▶ **JOBS**
[A] Please copy the ghost towns excerpt from "Plymouth, capital of" up to and including "now archaeological sites.", swapping "landslides" for "mudslides".
[B] Answer these questions about the ghost towns excerpt:
(i) In what year was Craco abandoned?
(ii) Since what year has Plymouth been buried under volcanic ash?
(iii) How many buildings in Brigham City have been partially restored?

▶ **EXCERPT TO READ**
* Start *

While some ghost towns have been partially restored and commercialised as tourist traps, many more are in remote or awkward locations where the abandoned buildings are left to be slowly reclaimed by the elements. While legal consequences for trespassing are improbable in many of these locations, the leave-no-trace principle remains vital so that subsequent travellers may view these sites without key pieces being damaged, removed or buried in rubbish.

Once no physical evidence remains, a settlement is typically removed from lists of ghost towns. Examples would include towns entirely flooded by hydroelectric development or wilfully demolished, if no traces remain of the former village.

Natural disasters

Plymouth, capital of Montserrat
  • Craco, Italy was abandoned in 1963 due to landslides and today is used as a cinematic filming location.
  • Pompeii and Herculaneum, destroyed by volcanic activity, now archaeological sites.
  • Plymouth (Montserrat), nominally capital of Montserrat but inaccessible and buried under volcanic ash since 1996.
  • Brigham City, near Winslow (Arizona) USA, was an 1876 Mormon town abandoned in 1881 due to flash flooding; 37 buildings have been partially restored.

* End *

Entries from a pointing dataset
* Start *

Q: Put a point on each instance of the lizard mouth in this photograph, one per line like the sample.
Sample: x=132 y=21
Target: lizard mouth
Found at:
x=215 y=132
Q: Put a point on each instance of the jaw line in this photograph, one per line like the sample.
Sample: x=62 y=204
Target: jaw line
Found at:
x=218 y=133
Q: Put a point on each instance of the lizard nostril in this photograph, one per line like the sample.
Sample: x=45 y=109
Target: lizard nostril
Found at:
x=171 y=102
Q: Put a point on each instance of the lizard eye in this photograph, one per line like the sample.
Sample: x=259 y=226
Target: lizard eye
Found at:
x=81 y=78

* End *
* Start *

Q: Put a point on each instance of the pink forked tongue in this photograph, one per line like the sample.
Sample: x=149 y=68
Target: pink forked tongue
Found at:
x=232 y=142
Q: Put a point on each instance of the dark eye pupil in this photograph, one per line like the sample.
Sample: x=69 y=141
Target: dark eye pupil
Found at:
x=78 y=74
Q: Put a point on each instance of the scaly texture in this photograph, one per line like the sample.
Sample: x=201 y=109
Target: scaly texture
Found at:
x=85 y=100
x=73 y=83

* End *

▶ **PER-TASK OUTPUTS**
[A]
Plymouth, capital of Montserrat
  • Craco, Italy was abandoned in 1963 due to mudslides and today is used as a cinematic filming location.
  • Pompeii and Herculaneum, destroyed by volcanic activity, now archaeological sites.

[B]
(i) 1963
(ii) 1996
(iii) 37